__Task objective__. In the records below, find each line with the word "rear" and copy it.

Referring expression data
[Start of section]

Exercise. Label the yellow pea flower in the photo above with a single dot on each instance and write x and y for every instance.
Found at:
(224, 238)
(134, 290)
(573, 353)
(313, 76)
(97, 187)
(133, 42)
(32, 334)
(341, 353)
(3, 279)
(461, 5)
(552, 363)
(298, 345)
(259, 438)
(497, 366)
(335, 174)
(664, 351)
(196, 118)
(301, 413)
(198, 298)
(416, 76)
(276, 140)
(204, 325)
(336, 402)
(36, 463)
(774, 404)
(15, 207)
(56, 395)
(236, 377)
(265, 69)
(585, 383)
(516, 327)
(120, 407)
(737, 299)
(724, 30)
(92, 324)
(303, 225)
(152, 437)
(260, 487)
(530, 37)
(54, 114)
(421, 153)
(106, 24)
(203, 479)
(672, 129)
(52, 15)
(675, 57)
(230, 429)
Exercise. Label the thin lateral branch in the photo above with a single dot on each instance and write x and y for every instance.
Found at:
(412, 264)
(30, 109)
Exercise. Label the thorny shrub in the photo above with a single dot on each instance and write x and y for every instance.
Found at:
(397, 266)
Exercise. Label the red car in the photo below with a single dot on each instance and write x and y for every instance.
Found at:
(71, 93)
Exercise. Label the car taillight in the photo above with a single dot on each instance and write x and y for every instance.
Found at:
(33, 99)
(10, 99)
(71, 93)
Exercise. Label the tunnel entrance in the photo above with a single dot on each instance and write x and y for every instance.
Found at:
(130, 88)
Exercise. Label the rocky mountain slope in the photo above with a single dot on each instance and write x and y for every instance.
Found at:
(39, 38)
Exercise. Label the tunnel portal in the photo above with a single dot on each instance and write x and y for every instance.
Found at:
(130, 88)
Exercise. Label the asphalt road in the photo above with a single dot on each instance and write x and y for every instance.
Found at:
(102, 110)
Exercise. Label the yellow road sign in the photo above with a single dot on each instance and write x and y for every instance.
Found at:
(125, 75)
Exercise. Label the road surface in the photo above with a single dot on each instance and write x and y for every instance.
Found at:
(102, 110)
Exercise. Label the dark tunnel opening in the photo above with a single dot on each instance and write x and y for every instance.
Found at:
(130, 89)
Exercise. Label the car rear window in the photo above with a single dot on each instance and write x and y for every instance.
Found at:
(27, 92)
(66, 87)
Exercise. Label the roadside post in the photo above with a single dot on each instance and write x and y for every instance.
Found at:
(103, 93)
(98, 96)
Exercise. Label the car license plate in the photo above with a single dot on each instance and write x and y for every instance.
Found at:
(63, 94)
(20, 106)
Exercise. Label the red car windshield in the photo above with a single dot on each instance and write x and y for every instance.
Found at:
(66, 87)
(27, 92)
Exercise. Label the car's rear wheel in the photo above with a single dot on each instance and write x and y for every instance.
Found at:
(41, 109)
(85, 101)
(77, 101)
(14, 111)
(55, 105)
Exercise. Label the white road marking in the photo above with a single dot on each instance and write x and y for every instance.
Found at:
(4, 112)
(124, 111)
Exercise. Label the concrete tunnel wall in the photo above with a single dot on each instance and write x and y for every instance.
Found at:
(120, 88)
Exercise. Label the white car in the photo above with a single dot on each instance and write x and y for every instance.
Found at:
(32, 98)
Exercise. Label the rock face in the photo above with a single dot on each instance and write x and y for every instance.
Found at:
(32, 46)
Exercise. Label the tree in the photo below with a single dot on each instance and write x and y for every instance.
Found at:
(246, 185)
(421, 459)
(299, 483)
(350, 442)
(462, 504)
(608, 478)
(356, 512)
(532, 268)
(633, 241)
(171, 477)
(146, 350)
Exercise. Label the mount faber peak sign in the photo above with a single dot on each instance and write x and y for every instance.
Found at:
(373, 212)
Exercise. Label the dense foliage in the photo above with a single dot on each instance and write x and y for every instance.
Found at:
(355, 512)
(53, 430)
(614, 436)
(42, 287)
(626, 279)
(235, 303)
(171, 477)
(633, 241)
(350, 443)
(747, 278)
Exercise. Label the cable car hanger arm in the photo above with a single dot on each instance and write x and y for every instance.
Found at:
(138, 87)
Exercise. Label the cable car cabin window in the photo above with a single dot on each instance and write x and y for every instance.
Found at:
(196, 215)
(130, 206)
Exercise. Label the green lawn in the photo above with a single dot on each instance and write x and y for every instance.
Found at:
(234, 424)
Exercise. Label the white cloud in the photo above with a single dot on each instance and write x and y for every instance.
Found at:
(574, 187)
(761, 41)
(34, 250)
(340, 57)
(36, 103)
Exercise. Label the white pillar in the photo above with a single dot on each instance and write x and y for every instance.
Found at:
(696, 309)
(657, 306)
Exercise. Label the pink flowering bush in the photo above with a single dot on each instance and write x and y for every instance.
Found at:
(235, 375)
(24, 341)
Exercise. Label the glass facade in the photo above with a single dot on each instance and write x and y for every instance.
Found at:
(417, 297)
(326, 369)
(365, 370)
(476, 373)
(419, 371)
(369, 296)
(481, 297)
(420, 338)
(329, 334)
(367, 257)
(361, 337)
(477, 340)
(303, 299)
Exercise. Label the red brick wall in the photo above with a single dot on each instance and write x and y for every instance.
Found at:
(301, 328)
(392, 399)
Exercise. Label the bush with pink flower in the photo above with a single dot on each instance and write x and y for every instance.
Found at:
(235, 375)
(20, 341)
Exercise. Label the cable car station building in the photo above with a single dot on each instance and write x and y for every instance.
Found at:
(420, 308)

[End of section]

__Task answer__.
Exercise. Label the car rear window in the photo above with a single dot on each instance and write x and y for every instance.
Exercise. Label the car's rear wheel in the photo above with a single dot on each instance and write x and y for every instance.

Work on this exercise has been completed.